Set problem: From the material below, pick out and copy every line that contains the string "wall". Matching is case-sensitive.

Dataset records:

------------------------------------------------------------

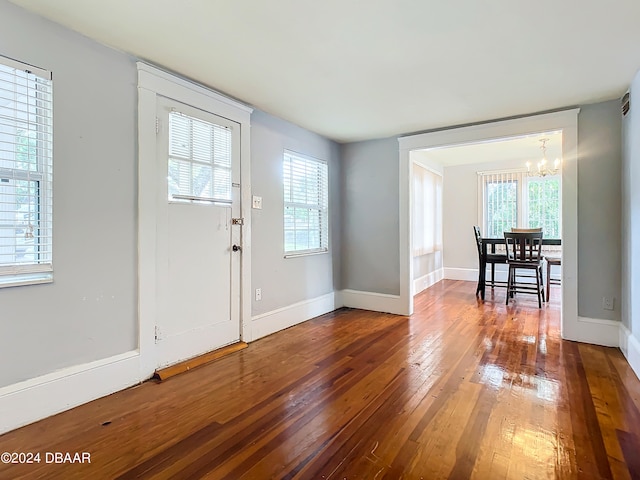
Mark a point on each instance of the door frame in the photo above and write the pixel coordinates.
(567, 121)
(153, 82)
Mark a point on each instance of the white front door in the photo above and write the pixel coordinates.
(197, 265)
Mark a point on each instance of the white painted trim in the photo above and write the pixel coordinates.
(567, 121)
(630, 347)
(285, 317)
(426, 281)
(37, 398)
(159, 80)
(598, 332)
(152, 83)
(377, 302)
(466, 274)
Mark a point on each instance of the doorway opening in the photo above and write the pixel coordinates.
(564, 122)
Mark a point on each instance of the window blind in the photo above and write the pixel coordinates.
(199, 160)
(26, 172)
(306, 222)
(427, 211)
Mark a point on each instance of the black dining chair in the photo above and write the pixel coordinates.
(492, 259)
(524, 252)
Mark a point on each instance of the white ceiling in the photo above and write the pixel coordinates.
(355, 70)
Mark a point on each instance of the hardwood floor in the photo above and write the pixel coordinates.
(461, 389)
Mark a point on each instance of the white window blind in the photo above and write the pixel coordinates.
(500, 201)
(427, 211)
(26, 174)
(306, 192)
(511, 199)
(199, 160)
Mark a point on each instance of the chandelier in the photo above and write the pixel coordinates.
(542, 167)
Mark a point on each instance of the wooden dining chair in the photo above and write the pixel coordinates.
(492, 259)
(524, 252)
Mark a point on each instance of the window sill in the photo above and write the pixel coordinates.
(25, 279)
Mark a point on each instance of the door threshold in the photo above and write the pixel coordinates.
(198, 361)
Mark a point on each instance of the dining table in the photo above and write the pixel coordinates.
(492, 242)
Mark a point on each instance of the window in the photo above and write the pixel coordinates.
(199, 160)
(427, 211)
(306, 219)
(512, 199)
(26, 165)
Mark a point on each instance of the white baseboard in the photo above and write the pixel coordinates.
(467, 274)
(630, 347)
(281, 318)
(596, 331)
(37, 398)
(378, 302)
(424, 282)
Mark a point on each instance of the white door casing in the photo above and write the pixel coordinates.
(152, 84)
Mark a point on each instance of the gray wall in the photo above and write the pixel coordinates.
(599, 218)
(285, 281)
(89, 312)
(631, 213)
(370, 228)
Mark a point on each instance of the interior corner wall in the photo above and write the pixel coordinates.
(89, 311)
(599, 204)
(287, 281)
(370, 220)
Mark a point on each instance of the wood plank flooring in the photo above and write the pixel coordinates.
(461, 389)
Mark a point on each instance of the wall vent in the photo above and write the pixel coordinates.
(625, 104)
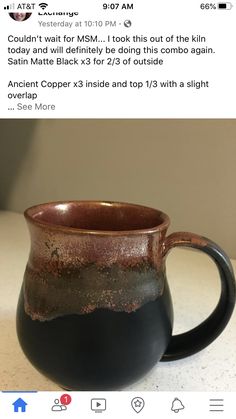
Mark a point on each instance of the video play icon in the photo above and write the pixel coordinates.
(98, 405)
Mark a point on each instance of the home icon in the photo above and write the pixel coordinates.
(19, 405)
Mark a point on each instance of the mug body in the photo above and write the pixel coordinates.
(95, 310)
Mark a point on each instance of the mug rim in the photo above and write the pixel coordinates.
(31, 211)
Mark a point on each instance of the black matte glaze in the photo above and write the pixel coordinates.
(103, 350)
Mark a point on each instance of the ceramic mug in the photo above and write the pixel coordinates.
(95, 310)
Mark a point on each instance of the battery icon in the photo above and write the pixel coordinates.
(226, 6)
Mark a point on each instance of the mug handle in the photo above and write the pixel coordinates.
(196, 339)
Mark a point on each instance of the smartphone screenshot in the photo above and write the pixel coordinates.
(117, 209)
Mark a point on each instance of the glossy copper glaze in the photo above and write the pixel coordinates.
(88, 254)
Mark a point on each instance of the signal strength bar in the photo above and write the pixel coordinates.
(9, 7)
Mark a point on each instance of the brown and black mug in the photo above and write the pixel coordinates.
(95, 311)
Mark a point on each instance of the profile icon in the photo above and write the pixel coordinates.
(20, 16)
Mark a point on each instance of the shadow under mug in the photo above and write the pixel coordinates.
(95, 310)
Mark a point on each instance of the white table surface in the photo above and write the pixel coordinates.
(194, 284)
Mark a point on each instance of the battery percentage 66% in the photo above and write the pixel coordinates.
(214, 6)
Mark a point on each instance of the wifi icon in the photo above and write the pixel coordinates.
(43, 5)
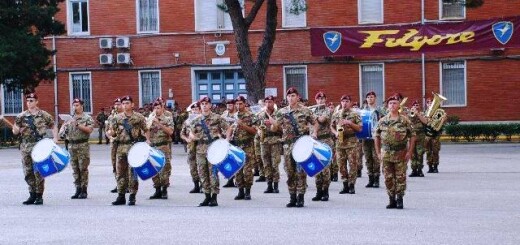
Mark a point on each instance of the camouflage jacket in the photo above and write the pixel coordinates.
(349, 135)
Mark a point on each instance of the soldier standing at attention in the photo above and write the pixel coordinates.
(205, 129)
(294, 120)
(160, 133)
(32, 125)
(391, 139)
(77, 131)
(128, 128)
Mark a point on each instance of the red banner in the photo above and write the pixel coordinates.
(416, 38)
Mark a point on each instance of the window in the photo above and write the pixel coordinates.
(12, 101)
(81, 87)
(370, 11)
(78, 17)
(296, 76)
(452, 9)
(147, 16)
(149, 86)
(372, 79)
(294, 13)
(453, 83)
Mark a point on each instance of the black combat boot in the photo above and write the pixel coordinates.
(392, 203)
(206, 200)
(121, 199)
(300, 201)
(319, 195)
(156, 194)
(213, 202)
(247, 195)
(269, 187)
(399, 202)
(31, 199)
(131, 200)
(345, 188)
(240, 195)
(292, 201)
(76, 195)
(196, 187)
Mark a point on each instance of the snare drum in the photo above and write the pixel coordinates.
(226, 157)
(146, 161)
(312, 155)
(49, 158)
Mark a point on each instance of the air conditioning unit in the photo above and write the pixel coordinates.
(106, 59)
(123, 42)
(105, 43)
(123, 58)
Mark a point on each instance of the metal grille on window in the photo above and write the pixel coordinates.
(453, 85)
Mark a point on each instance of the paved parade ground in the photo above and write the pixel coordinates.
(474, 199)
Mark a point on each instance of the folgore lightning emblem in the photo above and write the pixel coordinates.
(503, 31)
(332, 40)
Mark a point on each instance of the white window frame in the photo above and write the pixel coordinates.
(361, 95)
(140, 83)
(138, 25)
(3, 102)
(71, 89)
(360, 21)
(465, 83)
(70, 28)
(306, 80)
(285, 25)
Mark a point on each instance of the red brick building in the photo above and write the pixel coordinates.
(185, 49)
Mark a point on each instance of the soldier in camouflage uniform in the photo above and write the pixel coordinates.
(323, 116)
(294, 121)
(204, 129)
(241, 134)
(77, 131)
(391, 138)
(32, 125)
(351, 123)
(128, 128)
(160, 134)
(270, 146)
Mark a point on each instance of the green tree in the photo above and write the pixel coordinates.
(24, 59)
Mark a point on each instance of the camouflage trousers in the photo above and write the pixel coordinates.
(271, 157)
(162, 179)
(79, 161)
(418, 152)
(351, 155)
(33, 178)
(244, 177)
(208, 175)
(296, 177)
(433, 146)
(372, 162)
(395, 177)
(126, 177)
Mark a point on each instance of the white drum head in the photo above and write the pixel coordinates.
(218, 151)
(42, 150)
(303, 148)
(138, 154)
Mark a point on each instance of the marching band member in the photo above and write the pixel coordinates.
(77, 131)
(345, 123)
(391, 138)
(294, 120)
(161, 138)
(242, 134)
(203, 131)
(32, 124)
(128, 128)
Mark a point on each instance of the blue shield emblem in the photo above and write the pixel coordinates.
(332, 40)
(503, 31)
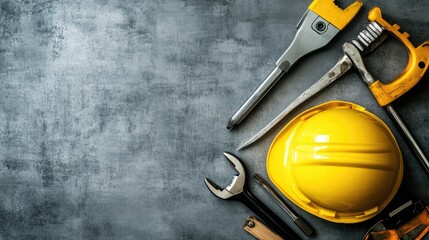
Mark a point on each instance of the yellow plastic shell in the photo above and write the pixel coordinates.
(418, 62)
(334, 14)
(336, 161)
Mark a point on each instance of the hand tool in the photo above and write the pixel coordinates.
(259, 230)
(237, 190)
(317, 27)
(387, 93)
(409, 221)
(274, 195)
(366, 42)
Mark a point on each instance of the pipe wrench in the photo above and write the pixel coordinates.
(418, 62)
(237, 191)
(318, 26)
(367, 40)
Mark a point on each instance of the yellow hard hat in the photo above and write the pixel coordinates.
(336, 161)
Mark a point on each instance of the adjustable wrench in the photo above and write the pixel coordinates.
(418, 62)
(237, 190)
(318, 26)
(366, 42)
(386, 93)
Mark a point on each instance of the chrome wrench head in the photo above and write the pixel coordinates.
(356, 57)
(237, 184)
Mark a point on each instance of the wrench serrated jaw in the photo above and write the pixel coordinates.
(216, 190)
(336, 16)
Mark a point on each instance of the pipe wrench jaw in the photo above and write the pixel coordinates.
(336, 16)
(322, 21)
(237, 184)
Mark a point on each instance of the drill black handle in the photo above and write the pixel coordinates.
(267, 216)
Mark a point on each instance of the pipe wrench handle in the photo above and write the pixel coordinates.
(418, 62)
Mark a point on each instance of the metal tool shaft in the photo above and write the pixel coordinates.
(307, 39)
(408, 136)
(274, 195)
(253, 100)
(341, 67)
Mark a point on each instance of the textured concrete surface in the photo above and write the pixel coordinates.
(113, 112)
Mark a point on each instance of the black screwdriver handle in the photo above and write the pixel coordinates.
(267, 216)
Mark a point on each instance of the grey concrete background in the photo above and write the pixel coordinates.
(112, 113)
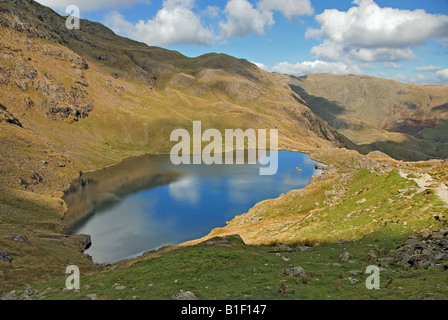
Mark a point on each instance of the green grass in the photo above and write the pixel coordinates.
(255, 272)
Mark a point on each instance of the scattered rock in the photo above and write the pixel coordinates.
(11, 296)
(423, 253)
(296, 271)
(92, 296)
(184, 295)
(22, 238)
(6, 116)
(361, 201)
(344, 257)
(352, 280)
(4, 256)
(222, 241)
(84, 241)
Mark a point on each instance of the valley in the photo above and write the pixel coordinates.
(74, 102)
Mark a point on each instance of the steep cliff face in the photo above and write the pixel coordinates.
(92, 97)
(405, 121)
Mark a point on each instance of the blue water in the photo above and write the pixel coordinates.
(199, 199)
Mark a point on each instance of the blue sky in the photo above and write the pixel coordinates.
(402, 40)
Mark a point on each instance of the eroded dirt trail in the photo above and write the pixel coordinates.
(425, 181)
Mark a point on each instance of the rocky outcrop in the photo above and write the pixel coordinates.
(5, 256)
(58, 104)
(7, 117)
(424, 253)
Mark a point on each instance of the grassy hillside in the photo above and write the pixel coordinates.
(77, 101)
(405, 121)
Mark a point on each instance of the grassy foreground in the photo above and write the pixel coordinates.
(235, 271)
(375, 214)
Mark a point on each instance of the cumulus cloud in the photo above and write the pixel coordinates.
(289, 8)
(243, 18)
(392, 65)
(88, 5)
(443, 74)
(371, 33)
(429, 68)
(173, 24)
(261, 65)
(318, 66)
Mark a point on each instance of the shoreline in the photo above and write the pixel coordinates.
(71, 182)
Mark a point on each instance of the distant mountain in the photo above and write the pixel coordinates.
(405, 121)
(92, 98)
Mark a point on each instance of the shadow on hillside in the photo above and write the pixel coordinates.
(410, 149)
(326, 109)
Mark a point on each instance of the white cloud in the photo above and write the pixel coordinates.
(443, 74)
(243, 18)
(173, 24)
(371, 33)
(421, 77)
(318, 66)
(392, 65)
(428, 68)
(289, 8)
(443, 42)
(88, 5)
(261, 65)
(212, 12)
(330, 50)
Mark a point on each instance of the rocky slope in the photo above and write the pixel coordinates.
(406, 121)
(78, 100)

------------------------------------------------------------

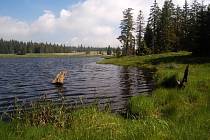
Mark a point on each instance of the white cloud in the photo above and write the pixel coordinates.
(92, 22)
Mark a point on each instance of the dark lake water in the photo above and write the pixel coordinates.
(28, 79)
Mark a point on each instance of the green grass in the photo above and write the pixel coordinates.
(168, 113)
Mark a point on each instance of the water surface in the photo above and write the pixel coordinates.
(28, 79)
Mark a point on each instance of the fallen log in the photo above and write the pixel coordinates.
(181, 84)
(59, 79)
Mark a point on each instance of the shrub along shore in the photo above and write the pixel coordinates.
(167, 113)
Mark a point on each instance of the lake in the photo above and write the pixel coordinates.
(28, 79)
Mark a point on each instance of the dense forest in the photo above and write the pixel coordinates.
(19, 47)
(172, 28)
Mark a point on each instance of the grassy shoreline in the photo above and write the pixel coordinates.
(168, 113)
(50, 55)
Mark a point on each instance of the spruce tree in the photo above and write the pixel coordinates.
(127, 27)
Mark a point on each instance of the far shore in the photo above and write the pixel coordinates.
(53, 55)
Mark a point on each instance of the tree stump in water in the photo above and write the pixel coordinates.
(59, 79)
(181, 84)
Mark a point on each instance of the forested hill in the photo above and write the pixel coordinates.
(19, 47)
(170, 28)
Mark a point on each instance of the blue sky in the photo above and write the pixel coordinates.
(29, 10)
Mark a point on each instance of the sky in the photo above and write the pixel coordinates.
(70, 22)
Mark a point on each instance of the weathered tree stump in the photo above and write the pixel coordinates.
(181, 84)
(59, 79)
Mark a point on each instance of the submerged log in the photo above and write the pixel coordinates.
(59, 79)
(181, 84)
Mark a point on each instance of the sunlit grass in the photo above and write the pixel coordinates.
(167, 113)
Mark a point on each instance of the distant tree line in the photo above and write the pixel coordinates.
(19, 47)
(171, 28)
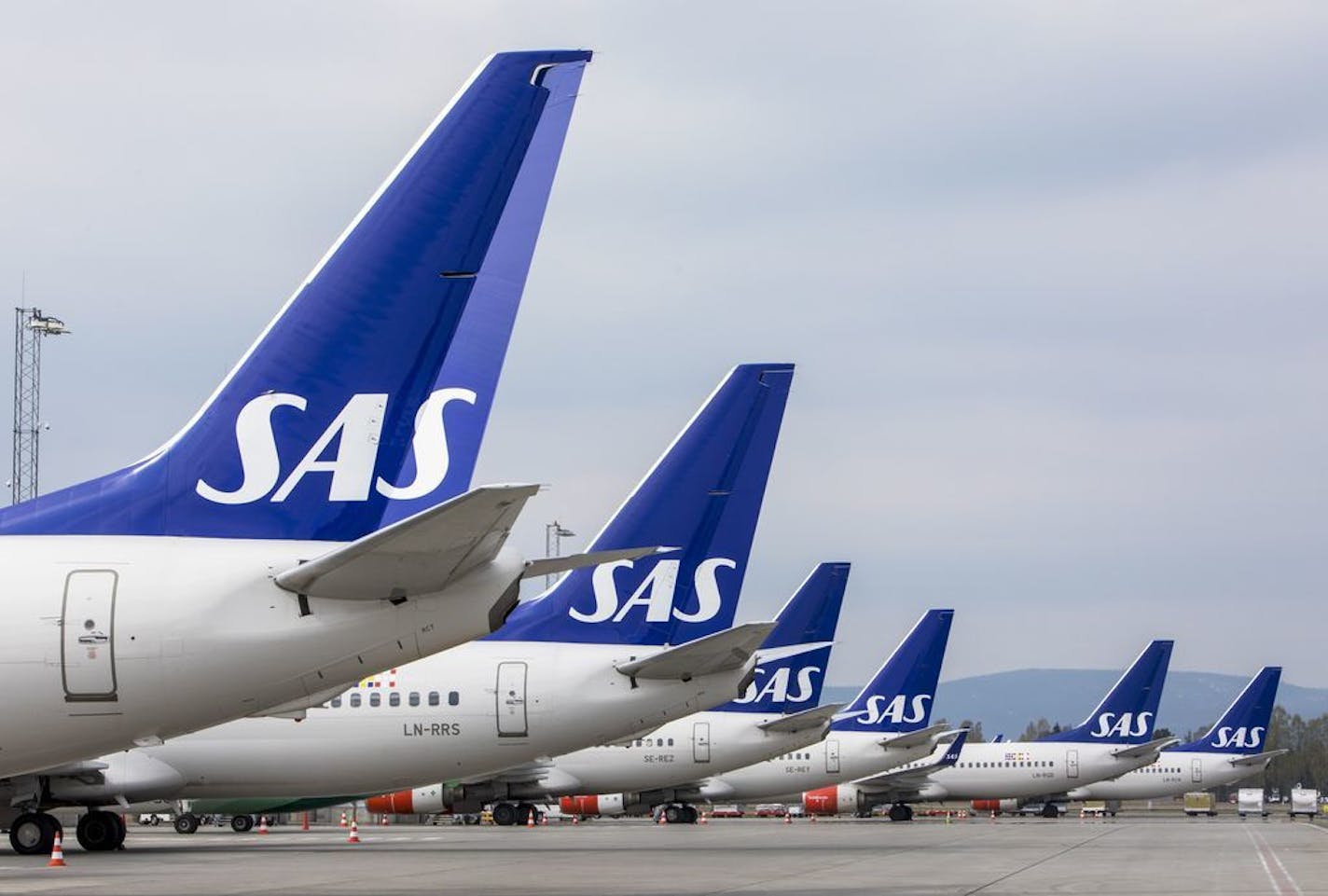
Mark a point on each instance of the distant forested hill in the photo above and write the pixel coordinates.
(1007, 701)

------------------------------------------------------------

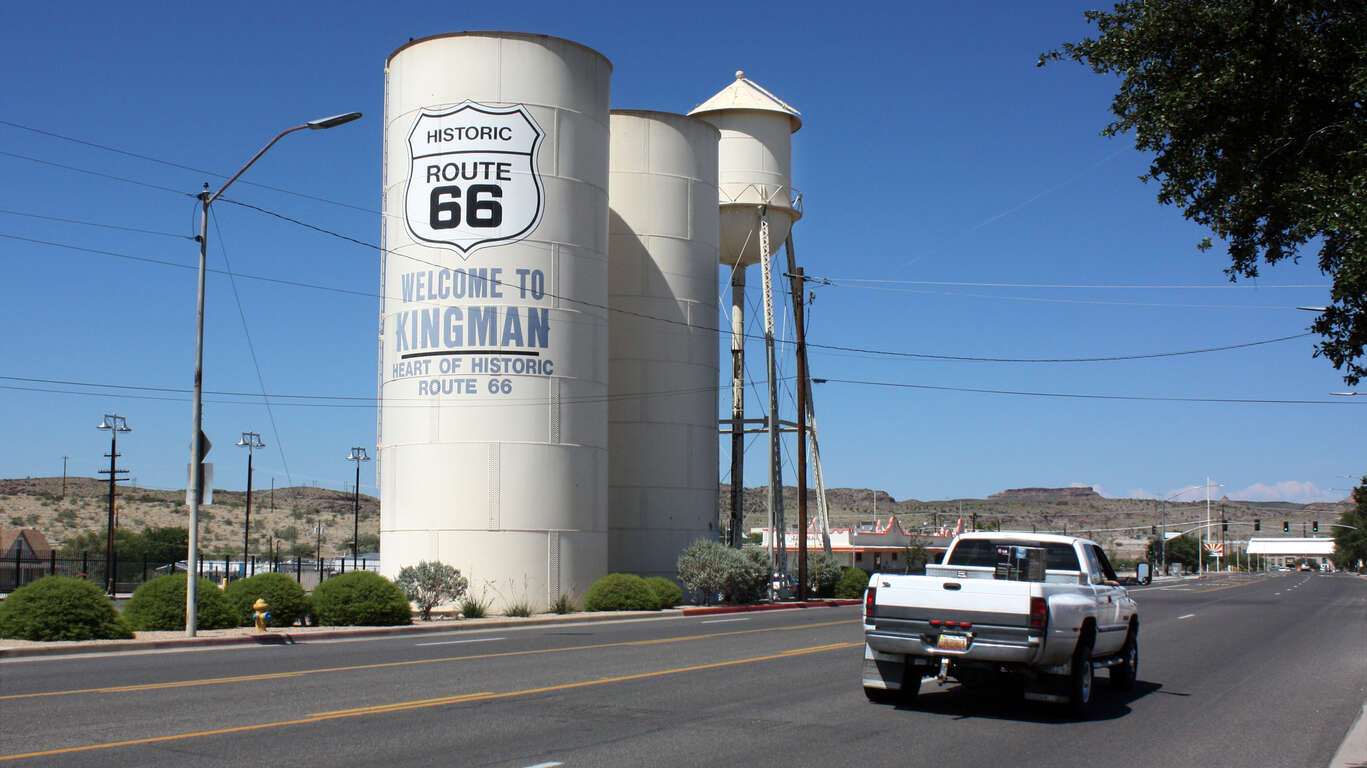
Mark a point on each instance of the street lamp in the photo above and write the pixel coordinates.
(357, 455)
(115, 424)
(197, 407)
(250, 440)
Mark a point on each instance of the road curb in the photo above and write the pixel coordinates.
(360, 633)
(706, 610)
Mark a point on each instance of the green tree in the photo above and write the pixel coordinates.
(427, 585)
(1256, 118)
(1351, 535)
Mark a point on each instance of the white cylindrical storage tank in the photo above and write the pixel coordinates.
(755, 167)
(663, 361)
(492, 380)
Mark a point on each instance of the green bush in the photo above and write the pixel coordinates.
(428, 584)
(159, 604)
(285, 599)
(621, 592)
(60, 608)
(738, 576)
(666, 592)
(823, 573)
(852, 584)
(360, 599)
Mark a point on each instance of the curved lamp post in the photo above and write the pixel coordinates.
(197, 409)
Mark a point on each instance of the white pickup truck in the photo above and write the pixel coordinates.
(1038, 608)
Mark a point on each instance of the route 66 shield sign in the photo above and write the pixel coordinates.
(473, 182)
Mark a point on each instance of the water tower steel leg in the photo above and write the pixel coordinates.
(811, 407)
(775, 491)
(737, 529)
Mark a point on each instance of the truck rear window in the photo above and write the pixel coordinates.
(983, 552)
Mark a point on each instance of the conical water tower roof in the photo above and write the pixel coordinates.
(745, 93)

------------------------------------------------------------

Full solution:
Mark a point on each instance of the gray wall in the photo above and write the pixel coordinates.
Mark a point on each instance of the interior corner wall in the photo above and write the pixel coordinates.
Mark a point on each instance of the wall vent in the photo above and write the pixel coordinates.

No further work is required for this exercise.